* Stored rows *
-----
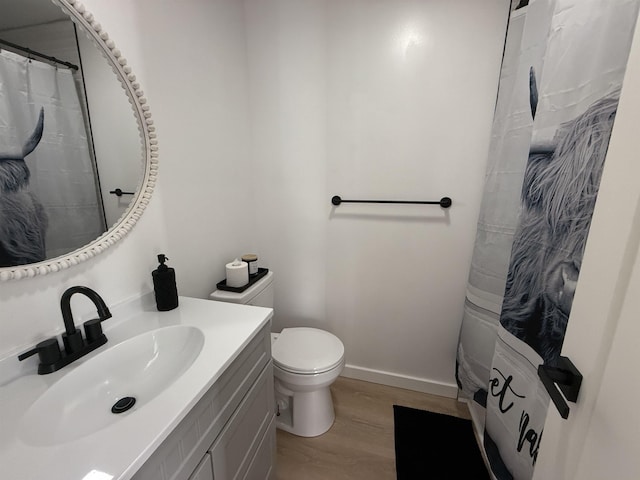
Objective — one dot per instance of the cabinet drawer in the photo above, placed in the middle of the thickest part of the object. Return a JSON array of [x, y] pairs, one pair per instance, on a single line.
[[263, 465], [179, 455], [237, 445]]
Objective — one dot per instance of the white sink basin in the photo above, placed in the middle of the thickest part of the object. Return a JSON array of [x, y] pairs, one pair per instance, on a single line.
[[142, 367]]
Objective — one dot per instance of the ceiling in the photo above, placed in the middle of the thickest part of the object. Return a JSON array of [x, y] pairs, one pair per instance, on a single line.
[[20, 13]]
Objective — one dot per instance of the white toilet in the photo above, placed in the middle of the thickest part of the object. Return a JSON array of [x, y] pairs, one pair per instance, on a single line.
[[306, 361]]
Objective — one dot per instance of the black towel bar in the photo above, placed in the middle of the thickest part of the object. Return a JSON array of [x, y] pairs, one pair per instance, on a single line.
[[119, 192], [444, 202]]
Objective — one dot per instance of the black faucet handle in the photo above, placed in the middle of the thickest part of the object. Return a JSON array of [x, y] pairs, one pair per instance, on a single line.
[[48, 350], [93, 330], [73, 342]]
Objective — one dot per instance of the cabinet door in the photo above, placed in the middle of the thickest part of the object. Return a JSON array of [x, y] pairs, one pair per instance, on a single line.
[[236, 447], [204, 470]]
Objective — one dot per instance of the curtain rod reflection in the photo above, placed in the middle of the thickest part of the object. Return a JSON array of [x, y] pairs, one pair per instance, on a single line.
[[30, 53]]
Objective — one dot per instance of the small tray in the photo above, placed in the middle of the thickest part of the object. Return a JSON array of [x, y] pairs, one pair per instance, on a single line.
[[223, 284]]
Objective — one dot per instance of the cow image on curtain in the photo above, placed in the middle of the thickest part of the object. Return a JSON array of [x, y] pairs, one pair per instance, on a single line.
[[559, 88], [558, 197]]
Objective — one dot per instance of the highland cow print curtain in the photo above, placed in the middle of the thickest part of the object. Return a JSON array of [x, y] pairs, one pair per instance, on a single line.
[[49, 203], [562, 72]]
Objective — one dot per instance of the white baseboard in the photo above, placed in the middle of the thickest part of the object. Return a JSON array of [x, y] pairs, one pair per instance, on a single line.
[[449, 390]]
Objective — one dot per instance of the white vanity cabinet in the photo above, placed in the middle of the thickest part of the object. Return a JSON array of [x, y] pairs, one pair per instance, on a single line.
[[230, 433]]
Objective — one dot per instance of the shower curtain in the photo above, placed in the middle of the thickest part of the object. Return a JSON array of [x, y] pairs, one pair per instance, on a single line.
[[562, 71], [62, 177]]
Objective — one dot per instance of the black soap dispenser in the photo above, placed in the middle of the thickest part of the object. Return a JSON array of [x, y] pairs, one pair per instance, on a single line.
[[164, 285]]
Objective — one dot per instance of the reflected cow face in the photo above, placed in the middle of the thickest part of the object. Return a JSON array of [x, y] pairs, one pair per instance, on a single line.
[[23, 222]]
-----
* Set problem *
Repeat the data above verbatim, from the line that contains "Objective — one dot per instance of the highland" through the line that contains "[[230, 433]]", including both of those lines.

* Worked answer *
Objective — one dot per instance of the highland cow print curtain in the photo above, placed in the middle of the thickest part of the object. Return a JSON array of [x, y] pairs, one pair per instance, on a single line.
[[49, 203], [562, 72]]
Objective — one dot per instance of the white baseboard in the photo above, placed in the middle of the thickest part of the object. Return a JSON array of [x, y] pairs, one pair per instance, on a single line.
[[449, 390]]
Objective — one dot per instance of the white vanity cabinet in the photo above, placed in the middle of the thickest part of the object. Return a JSON array of [x, y] pairs, one pair per instance, on a single line.
[[230, 433]]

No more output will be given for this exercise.